→ **What you will do**
Give back the material below line for line, with every character unchanged.

→ **Information given**

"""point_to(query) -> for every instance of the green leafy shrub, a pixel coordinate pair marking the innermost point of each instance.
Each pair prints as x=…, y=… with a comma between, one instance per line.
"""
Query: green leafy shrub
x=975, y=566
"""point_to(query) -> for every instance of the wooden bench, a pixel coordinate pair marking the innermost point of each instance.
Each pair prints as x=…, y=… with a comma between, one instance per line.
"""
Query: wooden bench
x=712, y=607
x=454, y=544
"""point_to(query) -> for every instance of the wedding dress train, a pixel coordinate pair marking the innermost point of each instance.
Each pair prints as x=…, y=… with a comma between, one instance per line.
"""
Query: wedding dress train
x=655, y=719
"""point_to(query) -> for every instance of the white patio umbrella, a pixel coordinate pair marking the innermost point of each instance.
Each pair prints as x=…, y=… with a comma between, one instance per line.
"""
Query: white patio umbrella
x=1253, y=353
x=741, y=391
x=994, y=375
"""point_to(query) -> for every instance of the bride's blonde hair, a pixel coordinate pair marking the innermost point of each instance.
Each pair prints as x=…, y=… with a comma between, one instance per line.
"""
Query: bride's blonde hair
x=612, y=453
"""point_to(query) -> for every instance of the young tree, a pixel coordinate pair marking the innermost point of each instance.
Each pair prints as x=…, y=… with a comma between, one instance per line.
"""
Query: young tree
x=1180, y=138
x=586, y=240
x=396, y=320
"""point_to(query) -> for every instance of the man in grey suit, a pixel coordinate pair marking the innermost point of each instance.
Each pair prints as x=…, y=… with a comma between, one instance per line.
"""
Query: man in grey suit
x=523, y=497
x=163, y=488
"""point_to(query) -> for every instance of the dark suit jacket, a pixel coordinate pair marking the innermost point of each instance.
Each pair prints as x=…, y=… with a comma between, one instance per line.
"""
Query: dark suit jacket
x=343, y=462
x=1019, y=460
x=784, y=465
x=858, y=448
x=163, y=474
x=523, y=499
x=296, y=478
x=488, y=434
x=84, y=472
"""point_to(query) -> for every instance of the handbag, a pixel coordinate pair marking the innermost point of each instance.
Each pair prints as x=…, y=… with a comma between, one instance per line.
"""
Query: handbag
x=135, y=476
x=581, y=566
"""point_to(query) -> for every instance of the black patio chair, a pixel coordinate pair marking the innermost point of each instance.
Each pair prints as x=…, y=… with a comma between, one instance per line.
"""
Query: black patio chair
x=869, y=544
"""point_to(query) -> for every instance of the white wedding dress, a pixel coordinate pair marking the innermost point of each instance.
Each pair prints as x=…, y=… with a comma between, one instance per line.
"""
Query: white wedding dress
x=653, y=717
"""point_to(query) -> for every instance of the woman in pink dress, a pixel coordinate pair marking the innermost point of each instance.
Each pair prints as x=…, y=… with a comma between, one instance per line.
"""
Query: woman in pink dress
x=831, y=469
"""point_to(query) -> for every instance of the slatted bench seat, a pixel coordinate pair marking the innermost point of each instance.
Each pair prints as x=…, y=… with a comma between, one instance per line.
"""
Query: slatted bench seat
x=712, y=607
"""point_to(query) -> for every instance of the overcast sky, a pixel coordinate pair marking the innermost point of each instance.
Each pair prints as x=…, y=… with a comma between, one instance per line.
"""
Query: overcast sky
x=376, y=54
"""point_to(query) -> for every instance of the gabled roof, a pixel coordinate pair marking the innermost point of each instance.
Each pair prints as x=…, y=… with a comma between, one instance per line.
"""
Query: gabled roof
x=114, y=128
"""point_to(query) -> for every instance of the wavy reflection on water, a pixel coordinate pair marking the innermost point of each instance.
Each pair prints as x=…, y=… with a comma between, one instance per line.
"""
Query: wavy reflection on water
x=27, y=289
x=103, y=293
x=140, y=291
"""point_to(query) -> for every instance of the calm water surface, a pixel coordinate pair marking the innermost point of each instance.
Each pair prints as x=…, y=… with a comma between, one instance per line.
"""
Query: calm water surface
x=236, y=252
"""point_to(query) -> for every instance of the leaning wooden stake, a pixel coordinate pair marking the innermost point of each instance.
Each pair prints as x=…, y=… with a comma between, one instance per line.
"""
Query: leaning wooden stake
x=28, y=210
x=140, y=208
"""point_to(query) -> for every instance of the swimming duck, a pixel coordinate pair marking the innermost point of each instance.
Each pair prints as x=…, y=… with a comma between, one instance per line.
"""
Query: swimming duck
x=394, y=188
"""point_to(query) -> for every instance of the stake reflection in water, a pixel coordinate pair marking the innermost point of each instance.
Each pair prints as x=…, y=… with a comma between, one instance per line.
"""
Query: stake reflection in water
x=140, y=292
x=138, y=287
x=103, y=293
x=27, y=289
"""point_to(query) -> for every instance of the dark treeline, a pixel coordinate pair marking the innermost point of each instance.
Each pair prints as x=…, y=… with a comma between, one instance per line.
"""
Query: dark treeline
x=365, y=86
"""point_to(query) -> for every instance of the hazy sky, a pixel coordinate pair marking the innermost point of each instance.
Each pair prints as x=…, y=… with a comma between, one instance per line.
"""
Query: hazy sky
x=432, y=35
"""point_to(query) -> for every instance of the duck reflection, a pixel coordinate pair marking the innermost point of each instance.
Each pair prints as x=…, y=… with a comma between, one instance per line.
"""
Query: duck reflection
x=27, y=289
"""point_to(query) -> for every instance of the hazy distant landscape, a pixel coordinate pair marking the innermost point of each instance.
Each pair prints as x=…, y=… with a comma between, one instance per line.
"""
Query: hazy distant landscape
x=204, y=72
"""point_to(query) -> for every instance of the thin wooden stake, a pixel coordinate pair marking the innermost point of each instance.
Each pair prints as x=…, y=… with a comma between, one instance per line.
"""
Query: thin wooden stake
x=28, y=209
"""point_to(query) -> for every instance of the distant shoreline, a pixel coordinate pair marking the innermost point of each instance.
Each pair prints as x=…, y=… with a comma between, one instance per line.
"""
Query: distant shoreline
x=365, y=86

→ **Task response**
"""point_to(query) -> for every instance of the green leafy shrub, a pixel coordinate pair marking the innermost point of each instance.
Each pair prints as x=…, y=… with a comma between, one instance per line.
"""
Query: green leafy shrub
x=975, y=566
"""point_to(query) -> for every instance of the wooden bench, a pixel coordinate pair marking the innermost point of each instance.
Each pair prints as x=…, y=… with a comma between, one instance per line.
"""
Query: wooden bench
x=712, y=607
x=454, y=544
"""point_to(query) -> for every instance of the wedding dress train, a pixel coordinate pair marking the innermost point of each instance.
Each pair prints as x=…, y=… with a comma between, one instance per line.
"""
Query: wedding dress train
x=655, y=719
"""point_to(query) -> for every instance of the white patio umbrella, a pixel coordinate pair marking the innermost point of each instance.
Each pair prints as x=…, y=… with a comma between, one instance per line.
"""
Query: white patio umbrella
x=1253, y=353
x=741, y=391
x=994, y=375
"""point_to(query) -> for every instance of the bride's blonde hair, a pixel coordinate pair marking the innermost point of each instance.
Each pair prints as x=…, y=… with a comma between, one instance per line.
"""
Query: bride's blonde hair
x=612, y=453
"""point_to(query) -> for every instance of the young tree, a pixel coordinate pair marking the innermost point of each instance.
Each pair prints as x=…, y=… with a comma between, one instance per line.
"""
Query: young tree
x=1180, y=138
x=586, y=240
x=396, y=320
"""point_to(query) -> for every instance of the man in grey suit, a pixel coordinate pair marking the innermost point of each instance.
Each pair prints as x=…, y=… with a comma between, one instance per line.
"""
Query: man in grey suit
x=523, y=497
x=163, y=488
"""point_to(query) -> for every instance of the dark suit jacket, a pixel coordinate pair marking the innermost point of each instance.
Each pair prints as x=…, y=… with a comma between, one instance per line.
"""
Query: dark suit jacket
x=343, y=462
x=1019, y=460
x=784, y=465
x=858, y=448
x=163, y=474
x=523, y=499
x=296, y=478
x=488, y=434
x=84, y=472
"""point_to(query) -> for every instance of the handbag, a pixel coordinate pair marking the innermost point of each instance.
Each pair prints as x=…, y=… with a comma between, one instance per line.
"""
Query: handbag
x=135, y=476
x=581, y=566
"""point_to(query) -> for every instance of the black patio chair, a pixel coordinate pair marking the innermost point of each instance.
Each pair prints as x=…, y=… with a comma between, one instance per line.
"""
Query: black patio chair
x=869, y=544
"""point_to(query) -> for every instance of the white wedding dress, a pixel coordinate pair marking the innermost point of each instance.
Each pair prints as x=…, y=… with a comma between, one instance per line.
"""
Query: white wedding dress
x=653, y=717
"""point_to(query) -> for every instance of the woman in pink dress, a pixel coordinate pair marking the innermost point of each instance.
Each pair prints as x=…, y=… with a comma between, one instance per line.
"""
Query: woman in pink dress
x=831, y=469
"""point_to(query) -> for every instance of the slatted bench seat, a pixel coordinate pair marking the innermost point of each instance.
Each pair prints as x=…, y=… with a comma between, one instance per line.
"""
Query: slatted bench seat
x=712, y=607
"""point_to(query) -> for every instance of the overcast sky, a pixel coordinate pair marking the innermost point of each instance.
Each pair prints as x=…, y=… with a comma between, one instance per line.
"""
Query: overcast sky
x=376, y=54
"""point_to(query) -> for every instance of the gabled roof, a pixel coordinate pair marking the innermost point of each instance.
Each pair prints as x=…, y=… with a comma between, one instance per line.
"""
Query: gabled roof
x=114, y=128
"""point_to(query) -> for every instance of the wavy reflection on water, a pixel coordinate pair marking the innermost point of each instance.
Each pair prints as x=…, y=… with a comma between, one instance per line.
"""
Query: wavy reflection on water
x=27, y=289
x=103, y=293
x=140, y=291
"""point_to(query) -> for every instance of the calm water surface, a pixel coordinate pair marking the innermost point of each instance.
Each pair prints as x=…, y=… with a comma between, one instance per line.
"""
Query: calm water surface
x=236, y=252
"""point_to(query) -> for every instance of the leaning wooden stake, a pixel coordinate pair marking the innermost point of each instance.
Each pair prints as x=…, y=… with a comma between, one instance per line.
"""
Query: leaning wooden stake
x=28, y=210
x=140, y=208
"""point_to(query) -> for every instance of the swimming duck, a pixel coordinate pair marking the innermost point of each instance.
Each pair prints as x=…, y=… with a comma between, one instance per line.
"""
Query: swimming duck
x=394, y=188
"""point_to(query) -> for every instance of the stake reflection in water, a pixel coordinate pair marking the innermost point of each instance.
Each pair prints as x=…, y=… with a comma between, one instance per line.
"""
Query: stake reflection in water
x=140, y=292
x=138, y=287
x=103, y=293
x=27, y=289
"""point_to(query) -> for every instance of the dark treeline, a pixel coordinate pair marking the innermost point of each instance.
Each pair prints as x=…, y=… with a comma between, one instance per line.
"""
Query: dark treeline
x=365, y=86
"""point_to(query) -> for every instance of the hazy sky, a pixel coordinate pair marking the innermost point of each instance.
Each pair prints as x=…, y=… with a comma between, one instance per line.
"""
Query: hazy sky
x=432, y=35
"""point_to(query) -> for every instance of the duck reflection, a pixel coordinate pair marking the innermost point of each instance.
Each pair prints as x=…, y=… with a comma between, one instance per line.
"""
Query: duck reflection
x=27, y=289
"""point_to(query) -> for every instance of the hazy distant landscape, a pixel coordinate pair marking the innermost point of each instance.
Each pair prints as x=…, y=… with a comma between, one instance per line.
"""
Query: hazy distant landscape
x=204, y=72
"""point_to(query) -> for every instance of the thin wooden stake, a pixel coordinate pair marking the innermost point of each instance.
Each pair prints as x=…, y=… with a comma between, one instance per line.
"""
Query: thin wooden stake
x=28, y=209
"""point_to(query) -> for every instance of the distant shoreline, a pixel coordinate pair marking the innermost point of each instance.
Each pair prints as x=…, y=… with a comma between, one instance per line.
"""
Query: distant shoreline
x=365, y=86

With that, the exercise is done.